■ Tarea solicitada A
Según la reseña sobre el disco Chávez Ravine, ¿qué edad tenía Lalo Guerrero cuando falleció?
■ Tarea solicitada B
Indique si cada afirmación concuerda con la reseña sobre el disco Chávez Ravine. Responda sí o no y cite textualmente las palabras que lo deciden. (i) Lalo Guerrero murió después de que se publicara el disco. (ii) El barrio que da nombre al disco desapareció materialmente hace poco más de medio siglo. (iii) Los artistas reunidos en este disco son cubanos.
====== Fragmento de página
MUSICA › “CHAVEZ RAVINE”, DE RY COODER
Crónica musical de un barrio perdido
El guitarrista juntó a viejos artistas chicanos de Los Angeles para rescatar melodías que habían quedado en el olvido.
Por Fernando D´addario
El disco Chávez Ravine ratifica la paradoja dual que envuelve la carrera de Ry Cooder: por un lado, el notable guitarrista parece condenado a expresarse artísticamente sólo a través de otros músicos; como contrapartida, los tesoros ocultos que descubre necesitan, para manifestarse, del valor agregado que aporta su nombre. Este cruce de talentos y carencias derivó en álbumes deliciosos como Buena Vista Social Club, o el Chávez Ravine que acaba de ser editado.
No son cubanos sino chicanos, esta vez, los que han sido tocados por la varita mágica de la resurrección. Hay pocas posibilidades, sin embargo, de que los favorecidos en esta instancia consigan emular el éxito que obtuvieron hace diez años Compay Segundo, Ibrahim Ferrer y Omara Portuondo, entre otros cubanos ilustres. En principio porque el principal homenajeado, Lalo Guerrero, falleció poco antes de que el disco fuese publicado. Tenía 90 años. Pero más allá del previsible revés biológico, el cd todo remite a un micro mundo difícil de reciclar comercialmente. La Cuba a la que le cantaba Compay murió políticamente hace medio siglo pero sobrevive en miles de símbolos tangibles. En cambio, el barrio que le da nombre al nuevo disco de Ry Cooder, desapareció –también, hace poco más de medio siglo– materialmente. Son sus fantasmas los que vuelven en forma de corridos, rancheras y boleros.
============
====== Entradas mostradas
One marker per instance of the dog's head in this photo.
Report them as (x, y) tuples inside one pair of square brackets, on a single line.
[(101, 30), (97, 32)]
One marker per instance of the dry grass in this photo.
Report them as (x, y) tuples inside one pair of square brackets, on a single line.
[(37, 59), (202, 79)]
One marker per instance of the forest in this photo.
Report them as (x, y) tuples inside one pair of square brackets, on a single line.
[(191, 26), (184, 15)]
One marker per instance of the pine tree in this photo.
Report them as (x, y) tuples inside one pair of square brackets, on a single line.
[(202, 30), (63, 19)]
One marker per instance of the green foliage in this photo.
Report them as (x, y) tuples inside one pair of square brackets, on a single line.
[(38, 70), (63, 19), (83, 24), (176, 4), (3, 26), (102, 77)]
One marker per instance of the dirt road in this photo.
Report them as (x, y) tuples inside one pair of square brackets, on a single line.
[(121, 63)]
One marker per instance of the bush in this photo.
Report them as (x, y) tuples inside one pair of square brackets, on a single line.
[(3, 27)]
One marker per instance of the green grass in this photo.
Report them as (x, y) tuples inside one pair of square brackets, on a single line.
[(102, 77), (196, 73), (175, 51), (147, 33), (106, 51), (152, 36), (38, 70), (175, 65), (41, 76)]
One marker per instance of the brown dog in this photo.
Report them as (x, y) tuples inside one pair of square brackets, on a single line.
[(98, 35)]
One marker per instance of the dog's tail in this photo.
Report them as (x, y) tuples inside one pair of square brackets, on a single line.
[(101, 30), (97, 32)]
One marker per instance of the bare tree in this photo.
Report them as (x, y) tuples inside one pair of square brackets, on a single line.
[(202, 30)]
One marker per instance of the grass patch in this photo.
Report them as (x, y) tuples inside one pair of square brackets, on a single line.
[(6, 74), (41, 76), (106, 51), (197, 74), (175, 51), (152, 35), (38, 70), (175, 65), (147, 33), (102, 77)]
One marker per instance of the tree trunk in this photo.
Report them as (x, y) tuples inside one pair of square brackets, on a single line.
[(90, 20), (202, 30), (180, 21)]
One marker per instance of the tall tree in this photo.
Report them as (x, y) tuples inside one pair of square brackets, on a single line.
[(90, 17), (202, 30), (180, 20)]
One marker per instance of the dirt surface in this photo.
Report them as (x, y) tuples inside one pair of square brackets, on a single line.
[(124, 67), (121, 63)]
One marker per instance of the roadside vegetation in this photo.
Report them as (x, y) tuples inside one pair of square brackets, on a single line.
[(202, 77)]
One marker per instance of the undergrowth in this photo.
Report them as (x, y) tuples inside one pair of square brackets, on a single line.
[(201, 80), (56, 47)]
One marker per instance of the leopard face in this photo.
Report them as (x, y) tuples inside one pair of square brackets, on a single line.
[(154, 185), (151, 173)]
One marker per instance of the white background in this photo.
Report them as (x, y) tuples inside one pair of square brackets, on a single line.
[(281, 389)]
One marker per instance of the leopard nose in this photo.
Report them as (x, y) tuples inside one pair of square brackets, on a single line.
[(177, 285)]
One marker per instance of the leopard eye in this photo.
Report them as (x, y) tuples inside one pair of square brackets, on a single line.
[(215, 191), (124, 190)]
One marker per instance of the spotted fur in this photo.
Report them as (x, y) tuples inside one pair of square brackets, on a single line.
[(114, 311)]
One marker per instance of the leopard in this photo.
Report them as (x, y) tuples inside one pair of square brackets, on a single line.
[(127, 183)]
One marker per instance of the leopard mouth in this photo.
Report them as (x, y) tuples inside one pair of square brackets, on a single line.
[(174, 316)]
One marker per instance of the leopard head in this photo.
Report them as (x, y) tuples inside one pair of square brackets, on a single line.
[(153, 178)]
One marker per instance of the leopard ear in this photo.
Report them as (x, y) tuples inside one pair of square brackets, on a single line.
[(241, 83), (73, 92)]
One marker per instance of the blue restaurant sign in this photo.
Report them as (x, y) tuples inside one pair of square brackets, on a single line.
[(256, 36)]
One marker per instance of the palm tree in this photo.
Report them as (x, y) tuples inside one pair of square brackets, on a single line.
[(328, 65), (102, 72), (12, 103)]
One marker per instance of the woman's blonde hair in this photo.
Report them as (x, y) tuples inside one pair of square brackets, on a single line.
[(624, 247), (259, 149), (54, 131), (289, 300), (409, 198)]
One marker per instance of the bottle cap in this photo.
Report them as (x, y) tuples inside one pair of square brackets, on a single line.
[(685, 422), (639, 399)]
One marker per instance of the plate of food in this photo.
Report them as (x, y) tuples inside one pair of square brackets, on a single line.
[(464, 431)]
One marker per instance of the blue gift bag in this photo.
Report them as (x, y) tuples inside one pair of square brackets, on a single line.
============
■ Su solución A
Tenía 90 años.

■ Su solución B
(i) No: «falleció poco antes de que el disco fuese publicado».
(ii) Sí: «desapareció –también, hace poco más de medio siglo– materialmente».
(iii) No: «No son cubanos sino chicanos, esta vez».